Given instruction → Extract every line in the records below that contains the string "sink".

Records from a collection

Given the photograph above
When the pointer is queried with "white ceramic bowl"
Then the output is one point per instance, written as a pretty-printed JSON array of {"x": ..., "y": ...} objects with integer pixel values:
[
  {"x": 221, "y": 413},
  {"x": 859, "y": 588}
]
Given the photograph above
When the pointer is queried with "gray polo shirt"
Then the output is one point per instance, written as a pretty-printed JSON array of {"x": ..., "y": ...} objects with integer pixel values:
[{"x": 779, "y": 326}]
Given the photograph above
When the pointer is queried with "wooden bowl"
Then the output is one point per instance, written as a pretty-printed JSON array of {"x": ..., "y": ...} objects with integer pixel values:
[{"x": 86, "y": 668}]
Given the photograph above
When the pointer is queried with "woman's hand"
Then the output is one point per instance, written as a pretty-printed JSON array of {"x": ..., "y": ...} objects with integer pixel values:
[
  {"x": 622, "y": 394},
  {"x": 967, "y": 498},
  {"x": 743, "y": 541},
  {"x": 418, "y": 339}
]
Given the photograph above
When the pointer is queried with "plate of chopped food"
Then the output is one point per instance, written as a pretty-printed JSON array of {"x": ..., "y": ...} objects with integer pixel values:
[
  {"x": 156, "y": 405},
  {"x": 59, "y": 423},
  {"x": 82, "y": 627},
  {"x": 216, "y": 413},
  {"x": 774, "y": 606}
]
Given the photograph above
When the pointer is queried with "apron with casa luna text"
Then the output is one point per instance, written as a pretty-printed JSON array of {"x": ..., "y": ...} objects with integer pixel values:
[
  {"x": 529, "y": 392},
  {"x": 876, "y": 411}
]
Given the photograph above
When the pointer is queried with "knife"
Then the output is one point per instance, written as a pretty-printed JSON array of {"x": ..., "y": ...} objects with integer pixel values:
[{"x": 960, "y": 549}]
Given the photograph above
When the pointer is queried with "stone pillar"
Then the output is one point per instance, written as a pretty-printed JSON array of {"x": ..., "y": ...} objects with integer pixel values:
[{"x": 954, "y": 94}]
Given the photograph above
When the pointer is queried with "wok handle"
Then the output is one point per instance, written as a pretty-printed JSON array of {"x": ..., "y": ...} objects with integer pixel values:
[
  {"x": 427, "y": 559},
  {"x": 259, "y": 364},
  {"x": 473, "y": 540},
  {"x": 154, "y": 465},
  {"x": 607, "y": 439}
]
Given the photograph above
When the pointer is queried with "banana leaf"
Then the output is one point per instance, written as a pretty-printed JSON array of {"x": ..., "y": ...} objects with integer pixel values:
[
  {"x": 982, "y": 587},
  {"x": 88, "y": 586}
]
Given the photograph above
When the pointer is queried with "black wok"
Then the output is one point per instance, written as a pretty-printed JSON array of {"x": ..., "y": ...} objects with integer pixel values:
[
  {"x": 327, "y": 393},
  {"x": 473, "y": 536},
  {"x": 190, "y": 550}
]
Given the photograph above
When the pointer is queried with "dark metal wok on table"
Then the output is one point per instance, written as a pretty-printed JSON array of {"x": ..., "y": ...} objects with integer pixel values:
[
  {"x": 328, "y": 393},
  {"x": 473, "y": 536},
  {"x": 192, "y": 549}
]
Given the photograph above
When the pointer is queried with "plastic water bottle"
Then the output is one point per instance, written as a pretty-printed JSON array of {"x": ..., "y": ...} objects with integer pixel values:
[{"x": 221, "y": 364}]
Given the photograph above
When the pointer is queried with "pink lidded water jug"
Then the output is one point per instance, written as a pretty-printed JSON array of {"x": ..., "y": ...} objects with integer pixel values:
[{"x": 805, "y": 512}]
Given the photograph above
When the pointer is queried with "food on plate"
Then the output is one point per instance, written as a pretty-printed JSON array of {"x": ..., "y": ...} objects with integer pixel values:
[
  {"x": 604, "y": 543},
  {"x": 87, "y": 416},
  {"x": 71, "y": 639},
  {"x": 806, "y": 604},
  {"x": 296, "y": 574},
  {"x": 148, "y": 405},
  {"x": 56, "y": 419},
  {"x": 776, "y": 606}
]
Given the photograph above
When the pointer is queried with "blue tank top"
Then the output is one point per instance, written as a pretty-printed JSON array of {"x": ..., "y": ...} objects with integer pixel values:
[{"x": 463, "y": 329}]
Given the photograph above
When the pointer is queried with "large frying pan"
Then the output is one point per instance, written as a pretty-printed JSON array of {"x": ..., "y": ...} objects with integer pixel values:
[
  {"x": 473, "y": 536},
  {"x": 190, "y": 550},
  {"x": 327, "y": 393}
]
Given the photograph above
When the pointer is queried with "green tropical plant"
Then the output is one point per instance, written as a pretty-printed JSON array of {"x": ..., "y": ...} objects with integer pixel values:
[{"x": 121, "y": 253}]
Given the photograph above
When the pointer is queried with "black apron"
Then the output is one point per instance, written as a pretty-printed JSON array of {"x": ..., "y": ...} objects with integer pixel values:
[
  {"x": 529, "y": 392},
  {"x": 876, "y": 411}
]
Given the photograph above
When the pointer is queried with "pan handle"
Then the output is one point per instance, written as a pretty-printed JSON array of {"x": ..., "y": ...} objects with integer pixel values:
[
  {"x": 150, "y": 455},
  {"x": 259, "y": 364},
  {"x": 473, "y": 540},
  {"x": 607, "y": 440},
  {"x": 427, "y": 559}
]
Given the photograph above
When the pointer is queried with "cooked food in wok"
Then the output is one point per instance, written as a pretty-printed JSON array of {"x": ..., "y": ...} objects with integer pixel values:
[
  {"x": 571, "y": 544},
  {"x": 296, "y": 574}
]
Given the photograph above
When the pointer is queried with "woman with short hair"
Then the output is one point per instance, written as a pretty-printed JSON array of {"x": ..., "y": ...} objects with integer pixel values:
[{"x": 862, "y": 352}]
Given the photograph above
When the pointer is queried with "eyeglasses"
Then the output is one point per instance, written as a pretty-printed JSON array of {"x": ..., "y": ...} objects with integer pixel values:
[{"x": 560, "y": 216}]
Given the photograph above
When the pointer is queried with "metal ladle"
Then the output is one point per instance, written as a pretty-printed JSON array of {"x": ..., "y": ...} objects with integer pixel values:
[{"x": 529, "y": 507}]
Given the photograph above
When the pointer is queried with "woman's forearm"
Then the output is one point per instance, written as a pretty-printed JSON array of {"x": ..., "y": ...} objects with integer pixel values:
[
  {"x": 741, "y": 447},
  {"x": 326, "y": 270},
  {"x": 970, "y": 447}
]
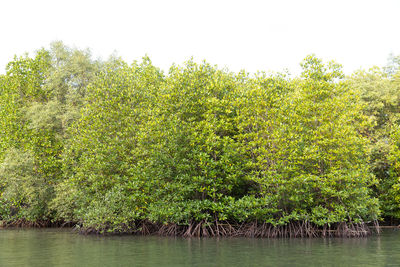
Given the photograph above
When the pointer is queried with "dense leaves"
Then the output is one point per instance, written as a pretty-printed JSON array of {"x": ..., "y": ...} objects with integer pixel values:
[{"x": 109, "y": 146}]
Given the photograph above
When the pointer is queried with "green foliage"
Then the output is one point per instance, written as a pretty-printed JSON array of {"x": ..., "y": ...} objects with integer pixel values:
[
  {"x": 108, "y": 145},
  {"x": 380, "y": 94}
]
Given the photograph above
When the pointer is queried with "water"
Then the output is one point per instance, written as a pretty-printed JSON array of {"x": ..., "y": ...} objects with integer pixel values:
[{"x": 53, "y": 247}]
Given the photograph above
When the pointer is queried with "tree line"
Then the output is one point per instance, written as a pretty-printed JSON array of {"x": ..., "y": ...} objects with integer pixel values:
[{"x": 200, "y": 151}]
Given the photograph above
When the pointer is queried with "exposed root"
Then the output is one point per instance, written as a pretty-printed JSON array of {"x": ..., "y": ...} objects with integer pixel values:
[{"x": 220, "y": 229}]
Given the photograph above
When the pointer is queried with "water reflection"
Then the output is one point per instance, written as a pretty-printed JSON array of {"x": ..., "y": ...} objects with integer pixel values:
[{"x": 52, "y": 247}]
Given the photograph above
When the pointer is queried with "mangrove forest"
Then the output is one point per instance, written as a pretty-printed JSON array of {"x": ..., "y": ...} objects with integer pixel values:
[{"x": 111, "y": 147}]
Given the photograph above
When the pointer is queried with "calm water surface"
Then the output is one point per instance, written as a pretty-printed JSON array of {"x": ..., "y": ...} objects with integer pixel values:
[{"x": 53, "y": 247}]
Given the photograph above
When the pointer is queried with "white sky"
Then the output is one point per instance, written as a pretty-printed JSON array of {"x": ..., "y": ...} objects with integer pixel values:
[{"x": 250, "y": 34}]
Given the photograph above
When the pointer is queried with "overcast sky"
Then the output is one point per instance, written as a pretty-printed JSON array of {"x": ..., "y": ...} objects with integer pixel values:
[{"x": 246, "y": 34}]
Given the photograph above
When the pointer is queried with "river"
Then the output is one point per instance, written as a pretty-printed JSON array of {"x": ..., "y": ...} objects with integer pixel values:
[{"x": 55, "y": 247}]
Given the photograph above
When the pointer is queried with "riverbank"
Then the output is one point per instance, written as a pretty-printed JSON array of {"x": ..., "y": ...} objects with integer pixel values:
[{"x": 218, "y": 229}]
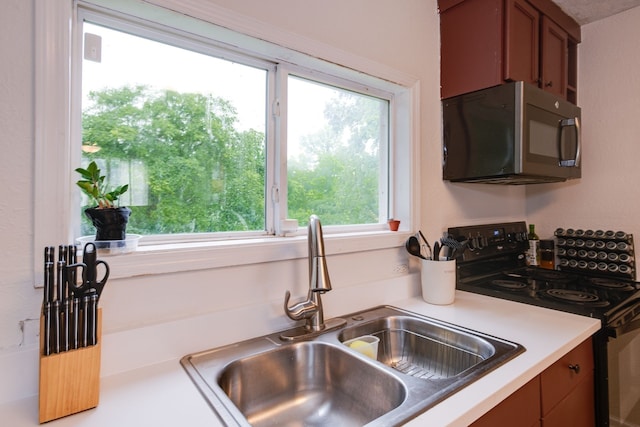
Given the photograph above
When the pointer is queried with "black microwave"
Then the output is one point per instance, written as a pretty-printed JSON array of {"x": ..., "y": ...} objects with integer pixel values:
[{"x": 515, "y": 133}]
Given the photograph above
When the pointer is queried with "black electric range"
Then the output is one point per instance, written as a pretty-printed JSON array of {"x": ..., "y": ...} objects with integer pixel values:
[{"x": 494, "y": 264}]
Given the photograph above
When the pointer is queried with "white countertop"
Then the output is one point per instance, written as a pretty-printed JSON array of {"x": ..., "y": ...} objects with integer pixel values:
[{"x": 163, "y": 395}]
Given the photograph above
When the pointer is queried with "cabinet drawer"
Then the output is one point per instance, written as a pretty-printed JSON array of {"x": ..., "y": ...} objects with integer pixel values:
[{"x": 563, "y": 376}]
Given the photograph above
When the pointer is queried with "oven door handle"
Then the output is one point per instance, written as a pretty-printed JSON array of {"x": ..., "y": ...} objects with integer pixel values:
[{"x": 620, "y": 328}]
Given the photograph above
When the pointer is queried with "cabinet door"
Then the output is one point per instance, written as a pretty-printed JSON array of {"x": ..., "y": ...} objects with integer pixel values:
[
  {"x": 522, "y": 47},
  {"x": 471, "y": 45},
  {"x": 522, "y": 408},
  {"x": 554, "y": 58},
  {"x": 576, "y": 409},
  {"x": 571, "y": 370}
]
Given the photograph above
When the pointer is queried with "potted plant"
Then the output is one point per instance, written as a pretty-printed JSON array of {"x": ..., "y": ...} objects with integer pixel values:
[{"x": 109, "y": 219}]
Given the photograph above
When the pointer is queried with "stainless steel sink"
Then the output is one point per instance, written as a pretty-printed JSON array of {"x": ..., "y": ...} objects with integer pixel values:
[
  {"x": 309, "y": 383},
  {"x": 266, "y": 381},
  {"x": 424, "y": 349}
]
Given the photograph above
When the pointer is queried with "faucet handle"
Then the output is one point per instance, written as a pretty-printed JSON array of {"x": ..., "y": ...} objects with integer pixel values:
[{"x": 301, "y": 310}]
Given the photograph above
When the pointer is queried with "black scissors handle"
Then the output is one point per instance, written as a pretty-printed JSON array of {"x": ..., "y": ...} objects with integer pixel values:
[{"x": 89, "y": 266}]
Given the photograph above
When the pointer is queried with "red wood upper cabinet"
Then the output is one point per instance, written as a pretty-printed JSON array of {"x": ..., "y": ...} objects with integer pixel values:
[
  {"x": 555, "y": 48},
  {"x": 522, "y": 42},
  {"x": 485, "y": 43}
]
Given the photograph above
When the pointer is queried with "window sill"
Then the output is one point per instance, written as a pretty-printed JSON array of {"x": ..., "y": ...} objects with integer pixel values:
[{"x": 172, "y": 258}]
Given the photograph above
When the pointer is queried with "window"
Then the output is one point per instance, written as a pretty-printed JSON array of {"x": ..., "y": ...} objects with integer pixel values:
[
  {"x": 390, "y": 103},
  {"x": 186, "y": 125}
]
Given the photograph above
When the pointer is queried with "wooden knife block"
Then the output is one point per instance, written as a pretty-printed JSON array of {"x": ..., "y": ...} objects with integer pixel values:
[{"x": 69, "y": 381}]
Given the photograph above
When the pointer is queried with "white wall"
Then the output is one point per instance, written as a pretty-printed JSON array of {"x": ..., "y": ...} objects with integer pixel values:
[
  {"x": 402, "y": 35},
  {"x": 607, "y": 197}
]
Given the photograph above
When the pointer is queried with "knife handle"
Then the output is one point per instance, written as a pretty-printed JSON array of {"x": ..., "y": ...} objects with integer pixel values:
[
  {"x": 64, "y": 329},
  {"x": 74, "y": 332},
  {"x": 93, "y": 320},
  {"x": 46, "y": 329},
  {"x": 84, "y": 318},
  {"x": 55, "y": 327}
]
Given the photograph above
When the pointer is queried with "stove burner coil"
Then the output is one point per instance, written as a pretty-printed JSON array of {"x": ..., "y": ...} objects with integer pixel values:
[
  {"x": 509, "y": 284},
  {"x": 574, "y": 296}
]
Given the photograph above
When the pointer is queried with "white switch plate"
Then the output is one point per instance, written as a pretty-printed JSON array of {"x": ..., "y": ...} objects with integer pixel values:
[{"x": 92, "y": 47}]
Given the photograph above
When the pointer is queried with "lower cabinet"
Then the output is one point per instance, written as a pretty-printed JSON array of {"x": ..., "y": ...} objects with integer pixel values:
[{"x": 562, "y": 395}]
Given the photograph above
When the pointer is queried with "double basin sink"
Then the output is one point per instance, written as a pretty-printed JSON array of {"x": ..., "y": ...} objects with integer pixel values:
[{"x": 268, "y": 381}]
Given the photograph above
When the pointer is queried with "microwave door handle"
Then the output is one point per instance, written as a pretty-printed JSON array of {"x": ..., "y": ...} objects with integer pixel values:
[{"x": 575, "y": 124}]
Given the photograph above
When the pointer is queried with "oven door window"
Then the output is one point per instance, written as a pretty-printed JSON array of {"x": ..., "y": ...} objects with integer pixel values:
[{"x": 548, "y": 140}]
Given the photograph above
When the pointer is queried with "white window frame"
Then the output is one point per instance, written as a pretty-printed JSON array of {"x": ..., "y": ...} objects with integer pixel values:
[{"x": 55, "y": 121}]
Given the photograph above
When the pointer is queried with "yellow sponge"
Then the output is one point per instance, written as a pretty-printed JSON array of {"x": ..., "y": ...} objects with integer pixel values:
[{"x": 363, "y": 347}]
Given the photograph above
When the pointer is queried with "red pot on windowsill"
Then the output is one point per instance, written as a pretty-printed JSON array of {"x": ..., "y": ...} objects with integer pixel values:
[{"x": 393, "y": 224}]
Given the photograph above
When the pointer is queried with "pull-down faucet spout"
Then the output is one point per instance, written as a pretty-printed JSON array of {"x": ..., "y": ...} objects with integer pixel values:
[{"x": 311, "y": 310}]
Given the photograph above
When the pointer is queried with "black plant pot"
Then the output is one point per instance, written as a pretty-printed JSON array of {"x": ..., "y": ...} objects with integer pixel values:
[{"x": 110, "y": 223}]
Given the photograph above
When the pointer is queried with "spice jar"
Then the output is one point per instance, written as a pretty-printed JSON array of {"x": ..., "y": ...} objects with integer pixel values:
[{"x": 547, "y": 254}]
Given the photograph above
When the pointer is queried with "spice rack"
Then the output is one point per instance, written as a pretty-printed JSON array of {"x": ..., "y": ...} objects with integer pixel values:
[{"x": 596, "y": 252}]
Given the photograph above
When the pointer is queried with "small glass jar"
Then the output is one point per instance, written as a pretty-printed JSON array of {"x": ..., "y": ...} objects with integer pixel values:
[{"x": 547, "y": 254}]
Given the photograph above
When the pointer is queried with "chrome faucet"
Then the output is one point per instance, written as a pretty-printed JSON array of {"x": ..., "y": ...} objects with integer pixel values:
[{"x": 311, "y": 309}]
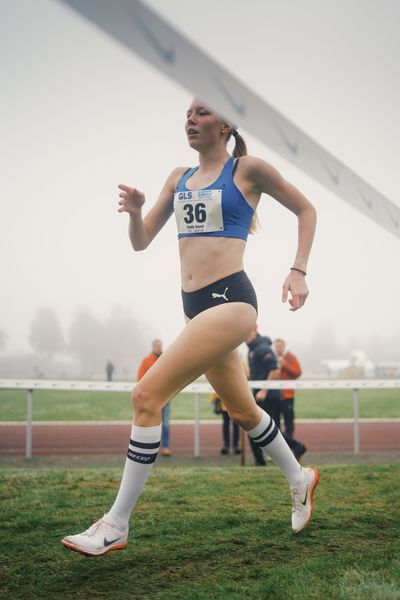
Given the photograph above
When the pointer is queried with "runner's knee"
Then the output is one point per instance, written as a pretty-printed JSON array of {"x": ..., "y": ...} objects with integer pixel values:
[
  {"x": 144, "y": 402},
  {"x": 244, "y": 417}
]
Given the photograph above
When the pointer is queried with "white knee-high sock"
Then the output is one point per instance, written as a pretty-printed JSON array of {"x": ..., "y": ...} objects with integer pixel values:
[
  {"x": 267, "y": 436},
  {"x": 142, "y": 452}
]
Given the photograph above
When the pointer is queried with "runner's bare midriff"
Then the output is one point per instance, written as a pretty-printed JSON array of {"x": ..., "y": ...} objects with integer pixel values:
[{"x": 206, "y": 259}]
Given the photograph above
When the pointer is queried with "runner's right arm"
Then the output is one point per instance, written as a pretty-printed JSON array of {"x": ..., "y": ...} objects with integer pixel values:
[{"x": 143, "y": 231}]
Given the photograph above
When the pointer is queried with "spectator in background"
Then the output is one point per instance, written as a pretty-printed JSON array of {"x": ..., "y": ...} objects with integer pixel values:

Result below →
When the pointer is queried with "stainless steel sink"
When the pointer is queried with "double basin sink"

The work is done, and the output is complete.